Task 1: In the text about Robert L.B. Tobin, what did people remember him wearing in public?
Task 2: Copy word for word the part of the text about Robert L.B. Tobin starting at "The Tobin Center for" and ending at "of its namesake.".
-- Text shown follows --
Indeed. Visionary, aesthetic, discerning, and a consummate patron, Robert L.B. Tobin gave, and continues to give, more to his hometown than even he could possibly have conceived some 20-years since his passing. Iris Rubin, a close confidante and University of Texas college chum of Tobin’s, declared that “Robert was blessed with taste, intelligence, and the ability to apply it all successfully. He was a citizen of the world. We were lucky he was from here and especially fortunate that he graced our city with the gifts that he ultimately did.”

 

  1. Bruce Bugg, Jr. shared his memories of the man behind the legend. “Robert Tobin was a virtual kaleidoscope of so many interests. He had an intimidating public persona–as people remembered him wearing his black capes–yet in private, he was a kind and compassionate man, of keen intellect, whether in business, the performing and visual arts, or whatever topic a guest might wish to discuss. He had a wicked sense of humor, christened by a dry wit–he was a wonderful person as anyone lucky enough to have known him knew all too well–he is missed but remembered for his ongoing generosity to San Antonio and the arts he so loved.”

 

The Tobin Center for the Performing Arts, in the heart of downtown San Antonio, continues to thrive as a favorite venue of world-class performances and events. The eponymous Robert L.B. Tobin Society is the inspiration for recognizing those who support The Tobin Center. Membership in it provides the opportunity to join fellow community, philanthropic, and cultural leaders who demonstrate support for The Tobin Center and the legacy of its namesake.
-- Text shown concluded --
-- Data to examine follows --
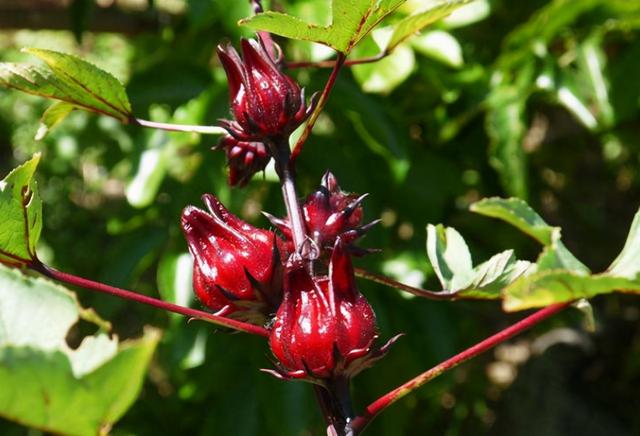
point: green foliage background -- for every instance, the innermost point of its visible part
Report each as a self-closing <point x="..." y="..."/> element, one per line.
<point x="544" y="105"/>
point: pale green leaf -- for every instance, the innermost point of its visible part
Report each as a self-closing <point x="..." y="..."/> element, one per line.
<point x="386" y="74"/>
<point x="413" y="24"/>
<point x="451" y="261"/>
<point x="71" y="80"/>
<point x="55" y="114"/>
<point x="441" y="46"/>
<point x="45" y="382"/>
<point x="627" y="264"/>
<point x="520" y="215"/>
<point x="557" y="286"/>
<point x="20" y="214"/>
<point x="351" y="21"/>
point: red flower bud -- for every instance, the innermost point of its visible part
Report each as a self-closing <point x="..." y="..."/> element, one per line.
<point x="324" y="326"/>
<point x="244" y="159"/>
<point x="330" y="213"/>
<point x="236" y="266"/>
<point x="265" y="102"/>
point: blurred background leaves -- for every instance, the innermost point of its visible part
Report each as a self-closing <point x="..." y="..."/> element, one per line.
<point x="539" y="100"/>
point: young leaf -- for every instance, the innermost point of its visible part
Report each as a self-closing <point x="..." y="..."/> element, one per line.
<point x="70" y="80"/>
<point x="54" y="114"/>
<point x="520" y="215"/>
<point x="451" y="260"/>
<point x="351" y="21"/>
<point x="45" y="382"/>
<point x="418" y="21"/>
<point x="556" y="286"/>
<point x="21" y="214"/>
<point x="627" y="264"/>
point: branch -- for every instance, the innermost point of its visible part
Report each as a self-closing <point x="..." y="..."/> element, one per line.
<point x="139" y="298"/>
<point x="332" y="63"/>
<point x="387" y="281"/>
<point x="360" y="422"/>
<point x="204" y="130"/>
<point x="318" y="109"/>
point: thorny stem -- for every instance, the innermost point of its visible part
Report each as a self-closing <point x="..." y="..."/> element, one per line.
<point x="360" y="422"/>
<point x="387" y="281"/>
<point x="318" y="109"/>
<point x="159" y="304"/>
<point x="205" y="130"/>
<point x="332" y="63"/>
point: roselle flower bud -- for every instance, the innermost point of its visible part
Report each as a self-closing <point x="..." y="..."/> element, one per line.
<point x="265" y="102"/>
<point x="244" y="159"/>
<point x="324" y="326"/>
<point x="330" y="213"/>
<point x="236" y="266"/>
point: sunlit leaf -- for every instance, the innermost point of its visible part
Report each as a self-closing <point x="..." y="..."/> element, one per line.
<point x="557" y="286"/>
<point x="20" y="214"/>
<point x="413" y="24"/>
<point x="55" y="114"/>
<point x="451" y="261"/>
<point x="71" y="80"/>
<point x="351" y="21"/>
<point x="48" y="385"/>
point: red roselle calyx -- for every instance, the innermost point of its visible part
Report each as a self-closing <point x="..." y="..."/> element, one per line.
<point x="324" y="327"/>
<point x="237" y="269"/>
<point x="244" y="159"/>
<point x="330" y="213"/>
<point x="266" y="104"/>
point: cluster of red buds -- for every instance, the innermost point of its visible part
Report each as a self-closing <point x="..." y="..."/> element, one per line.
<point x="267" y="106"/>
<point x="321" y="327"/>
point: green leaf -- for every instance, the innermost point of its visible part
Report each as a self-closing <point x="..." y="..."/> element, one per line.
<point x="71" y="80"/>
<point x="386" y="74"/>
<point x="451" y="261"/>
<point x="21" y="214"/>
<point x="351" y="21"/>
<point x="557" y="286"/>
<point x="48" y="385"/>
<point x="505" y="125"/>
<point x="627" y="264"/>
<point x="520" y="215"/>
<point x="416" y="22"/>
<point x="441" y="46"/>
<point x="55" y="114"/>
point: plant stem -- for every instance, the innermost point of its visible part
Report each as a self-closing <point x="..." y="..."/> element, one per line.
<point x="159" y="304"/>
<point x="387" y="281"/>
<point x="282" y="158"/>
<point x="332" y="63"/>
<point x="204" y="130"/>
<point x="360" y="422"/>
<point x="318" y="109"/>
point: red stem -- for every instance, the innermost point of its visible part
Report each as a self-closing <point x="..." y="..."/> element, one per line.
<point x="139" y="298"/>
<point x="318" y="109"/>
<point x="332" y="63"/>
<point x="360" y="422"/>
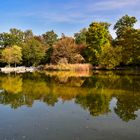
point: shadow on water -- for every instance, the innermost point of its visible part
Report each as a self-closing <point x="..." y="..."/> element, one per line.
<point x="92" y="92"/>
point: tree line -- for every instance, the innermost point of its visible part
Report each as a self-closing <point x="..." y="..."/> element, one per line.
<point x="93" y="44"/>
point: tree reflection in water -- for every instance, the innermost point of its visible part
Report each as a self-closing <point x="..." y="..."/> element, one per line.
<point x="93" y="93"/>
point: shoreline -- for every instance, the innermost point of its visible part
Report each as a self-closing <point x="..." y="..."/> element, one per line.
<point x="63" y="68"/>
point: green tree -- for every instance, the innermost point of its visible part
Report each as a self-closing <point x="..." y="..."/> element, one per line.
<point x="123" y="24"/>
<point x="96" y="37"/>
<point x="49" y="39"/>
<point x="65" y="51"/>
<point x="129" y="39"/>
<point x="110" y="57"/>
<point x="14" y="37"/>
<point x="12" y="55"/>
<point x="80" y="38"/>
<point x="33" y="52"/>
<point x="17" y="54"/>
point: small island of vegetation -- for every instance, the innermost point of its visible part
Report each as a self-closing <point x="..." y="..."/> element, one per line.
<point x="92" y="47"/>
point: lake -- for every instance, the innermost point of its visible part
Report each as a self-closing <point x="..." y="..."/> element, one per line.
<point x="101" y="105"/>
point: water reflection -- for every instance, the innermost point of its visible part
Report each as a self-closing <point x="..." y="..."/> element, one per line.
<point x="93" y="93"/>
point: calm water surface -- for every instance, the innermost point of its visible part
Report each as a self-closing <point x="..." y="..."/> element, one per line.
<point x="68" y="106"/>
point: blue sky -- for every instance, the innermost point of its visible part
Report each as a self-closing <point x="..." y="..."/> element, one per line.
<point x="63" y="16"/>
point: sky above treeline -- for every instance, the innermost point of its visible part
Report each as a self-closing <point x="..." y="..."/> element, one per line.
<point x="63" y="16"/>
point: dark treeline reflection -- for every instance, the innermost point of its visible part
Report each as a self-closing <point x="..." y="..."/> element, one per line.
<point x="92" y="93"/>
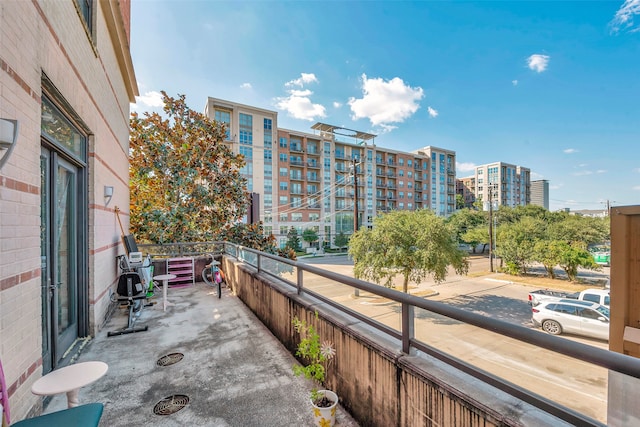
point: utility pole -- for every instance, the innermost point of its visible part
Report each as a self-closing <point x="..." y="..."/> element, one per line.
<point x="356" y="291"/>
<point x="355" y="195"/>
<point x="491" y="227"/>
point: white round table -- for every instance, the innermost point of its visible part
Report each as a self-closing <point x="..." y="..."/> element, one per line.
<point x="165" y="284"/>
<point x="69" y="380"/>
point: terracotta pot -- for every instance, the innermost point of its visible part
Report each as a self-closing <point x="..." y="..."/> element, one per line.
<point x="326" y="416"/>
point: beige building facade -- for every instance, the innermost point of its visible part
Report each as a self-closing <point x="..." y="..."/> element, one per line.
<point x="306" y="180"/>
<point x="67" y="81"/>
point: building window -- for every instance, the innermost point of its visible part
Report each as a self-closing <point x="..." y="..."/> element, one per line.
<point x="247" y="152"/>
<point x="222" y="116"/>
<point x="86" y="11"/>
<point x="246" y="129"/>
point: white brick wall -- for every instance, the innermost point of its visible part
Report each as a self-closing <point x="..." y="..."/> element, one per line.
<point x="92" y="84"/>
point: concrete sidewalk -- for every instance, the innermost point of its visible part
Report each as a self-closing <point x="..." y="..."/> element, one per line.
<point x="234" y="371"/>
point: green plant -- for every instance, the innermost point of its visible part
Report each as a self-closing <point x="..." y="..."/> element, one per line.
<point x="317" y="356"/>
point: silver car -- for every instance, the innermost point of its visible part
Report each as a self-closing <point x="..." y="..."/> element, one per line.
<point x="573" y="317"/>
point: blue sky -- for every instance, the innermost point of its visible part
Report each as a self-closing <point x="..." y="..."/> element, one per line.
<point x="550" y="85"/>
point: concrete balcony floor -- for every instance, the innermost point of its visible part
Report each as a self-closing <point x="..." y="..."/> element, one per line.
<point x="234" y="371"/>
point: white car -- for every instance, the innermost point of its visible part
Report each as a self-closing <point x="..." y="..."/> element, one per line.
<point x="573" y="317"/>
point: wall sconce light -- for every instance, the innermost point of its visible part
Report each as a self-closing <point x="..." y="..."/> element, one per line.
<point x="108" y="194"/>
<point x="8" y="138"/>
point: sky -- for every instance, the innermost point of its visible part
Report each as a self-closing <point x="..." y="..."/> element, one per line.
<point x="553" y="86"/>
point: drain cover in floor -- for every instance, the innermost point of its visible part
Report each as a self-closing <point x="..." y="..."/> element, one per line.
<point x="171" y="405"/>
<point x="170" y="359"/>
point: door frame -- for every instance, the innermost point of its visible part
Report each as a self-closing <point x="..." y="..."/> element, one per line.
<point x="57" y="154"/>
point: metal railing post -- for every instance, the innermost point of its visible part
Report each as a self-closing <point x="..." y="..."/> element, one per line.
<point x="299" y="271"/>
<point x="408" y="327"/>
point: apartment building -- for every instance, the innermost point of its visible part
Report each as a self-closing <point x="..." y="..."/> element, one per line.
<point x="504" y="183"/>
<point x="320" y="179"/>
<point x="466" y="187"/>
<point x="540" y="193"/>
<point x="67" y="81"/>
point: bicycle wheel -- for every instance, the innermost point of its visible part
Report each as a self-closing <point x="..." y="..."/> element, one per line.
<point x="207" y="275"/>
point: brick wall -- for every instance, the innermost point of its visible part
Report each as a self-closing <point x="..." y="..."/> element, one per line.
<point x="49" y="37"/>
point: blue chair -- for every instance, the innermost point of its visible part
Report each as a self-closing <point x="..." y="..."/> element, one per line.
<point x="81" y="416"/>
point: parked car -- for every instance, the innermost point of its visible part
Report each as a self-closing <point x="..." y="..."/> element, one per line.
<point x="601" y="296"/>
<point x="573" y="317"/>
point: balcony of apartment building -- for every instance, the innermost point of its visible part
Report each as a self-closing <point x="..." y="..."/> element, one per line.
<point x="296" y="161"/>
<point x="402" y="359"/>
<point x="312" y="150"/>
<point x="296" y="147"/>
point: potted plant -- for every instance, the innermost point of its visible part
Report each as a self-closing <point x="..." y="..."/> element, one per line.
<point x="317" y="357"/>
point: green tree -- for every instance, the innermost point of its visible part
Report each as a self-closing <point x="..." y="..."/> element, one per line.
<point x="467" y="223"/>
<point x="517" y="243"/>
<point x="475" y="236"/>
<point x="341" y="240"/>
<point x="293" y="240"/>
<point x="412" y="244"/>
<point x="310" y="235"/>
<point x="573" y="257"/>
<point x="549" y="254"/>
<point x="185" y="183"/>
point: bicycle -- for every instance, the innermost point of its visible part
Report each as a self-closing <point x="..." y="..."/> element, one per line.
<point x="213" y="276"/>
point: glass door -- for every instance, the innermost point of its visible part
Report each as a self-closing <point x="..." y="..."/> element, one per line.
<point x="59" y="256"/>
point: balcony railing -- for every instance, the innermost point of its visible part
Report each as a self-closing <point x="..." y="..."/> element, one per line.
<point x="411" y="308"/>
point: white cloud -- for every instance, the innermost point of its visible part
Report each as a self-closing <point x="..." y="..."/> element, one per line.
<point x="538" y="62"/>
<point x="148" y="101"/>
<point x="623" y="20"/>
<point x="385" y="101"/>
<point x="305" y="78"/>
<point x="298" y="103"/>
<point x="465" y="167"/>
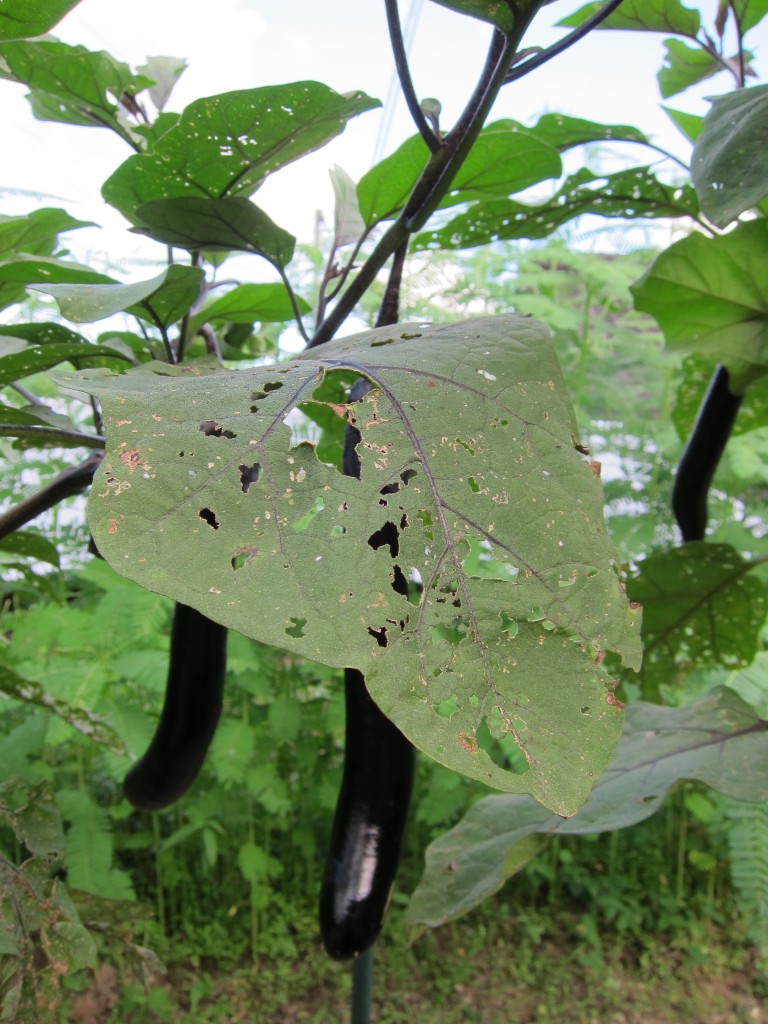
-- Data to examine concluded --
Final answer 1: Black capes.

Final answer 2:
The Tobin Center for the Performing Arts, in the heart of downtown San Antonio, continues to thrive as a favorite venue of world-class performances and events. The eponymous Robert L.B. Tobin Society is the inspiration for recognizing those who support The Tobin Center. Membership in it provides the opportunity to join fellow community, philanthropic, and cultural leaders who demonstrate support for The Tobin Center and the legacy of its namesake.